| WORK TO DO |
Present every line of the records below as a numbered list, leaving out any blank lines.

| EXERCISE INPUTS |
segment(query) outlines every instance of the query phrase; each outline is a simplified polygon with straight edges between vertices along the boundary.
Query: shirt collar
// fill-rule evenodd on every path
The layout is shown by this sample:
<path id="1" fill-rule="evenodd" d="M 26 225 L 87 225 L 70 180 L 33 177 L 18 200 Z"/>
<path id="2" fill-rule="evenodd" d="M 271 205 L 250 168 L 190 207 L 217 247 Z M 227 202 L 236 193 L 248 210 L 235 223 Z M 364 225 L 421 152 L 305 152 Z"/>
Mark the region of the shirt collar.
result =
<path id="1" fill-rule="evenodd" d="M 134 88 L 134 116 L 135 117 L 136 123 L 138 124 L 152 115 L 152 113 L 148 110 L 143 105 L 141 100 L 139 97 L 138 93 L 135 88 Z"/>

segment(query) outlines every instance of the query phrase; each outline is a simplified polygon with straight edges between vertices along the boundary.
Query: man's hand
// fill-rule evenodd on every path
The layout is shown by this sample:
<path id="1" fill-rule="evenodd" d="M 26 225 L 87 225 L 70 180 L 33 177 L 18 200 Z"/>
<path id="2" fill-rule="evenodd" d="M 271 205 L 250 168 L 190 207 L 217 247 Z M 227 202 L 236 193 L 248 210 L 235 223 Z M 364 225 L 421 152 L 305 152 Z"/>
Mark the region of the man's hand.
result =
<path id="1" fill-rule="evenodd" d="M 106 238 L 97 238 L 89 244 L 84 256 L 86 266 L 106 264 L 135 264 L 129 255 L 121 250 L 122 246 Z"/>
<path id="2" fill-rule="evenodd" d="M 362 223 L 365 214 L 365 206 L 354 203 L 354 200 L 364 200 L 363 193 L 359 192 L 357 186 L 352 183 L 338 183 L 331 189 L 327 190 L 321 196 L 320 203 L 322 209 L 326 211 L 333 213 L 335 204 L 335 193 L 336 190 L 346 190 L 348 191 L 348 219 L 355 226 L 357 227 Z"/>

| RESULT OF THE TASK |
1. segment(query) outlines every instance of the query phrase; each outline is a simplified polygon with straight edges between vertices along the boundary.
2. Query: shirt collar
3. // fill-rule evenodd on every path
4. The layout is shown by this sample:
5. <path id="1" fill-rule="evenodd" d="M 26 225 L 87 225 L 70 180 L 33 177 L 18 200 Z"/>
6. <path id="2" fill-rule="evenodd" d="M 271 205 L 250 168 L 190 207 L 217 247 Z M 227 202 L 236 193 L 248 210 L 235 223 Z M 364 225 L 421 152 L 305 152 Z"/>
7. Mark the region of the shirt collar.
8. result =
9. <path id="1" fill-rule="evenodd" d="M 134 88 L 134 116 L 135 117 L 136 123 L 138 124 L 152 115 L 152 113 L 148 110 L 143 105 L 141 100 L 139 97 L 138 93 L 135 88 Z"/>
10. segment(query) outlines every instance of the query phrase; each outline is a simplified polygon with straight edges between vertices along the boundary.
11. Query: man's hand
12. // fill-rule evenodd on every path
13. The layout is shown by this sample:
14. <path id="1" fill-rule="evenodd" d="M 26 225 L 87 225 L 70 180 L 33 177 L 18 200 Z"/>
15. <path id="2" fill-rule="evenodd" d="M 271 205 L 250 168 L 190 207 L 217 247 Z M 227 202 L 236 193 L 248 210 L 235 223 Z M 364 225 L 421 152 L 305 152 Z"/>
16. Mark the region of the man's hand.
17. result =
18. <path id="1" fill-rule="evenodd" d="M 106 238 L 97 238 L 89 244 L 84 256 L 86 266 L 106 264 L 135 264 L 129 255 L 121 250 L 122 246 Z"/>
19. <path id="2" fill-rule="evenodd" d="M 362 223 L 365 214 L 365 206 L 354 203 L 354 200 L 364 200 L 363 193 L 359 192 L 357 186 L 352 183 L 338 183 L 331 189 L 327 190 L 321 196 L 320 203 L 322 209 L 326 211 L 333 213 L 335 204 L 335 193 L 336 190 L 346 190 L 348 191 L 348 219 L 355 226 L 357 227 Z"/>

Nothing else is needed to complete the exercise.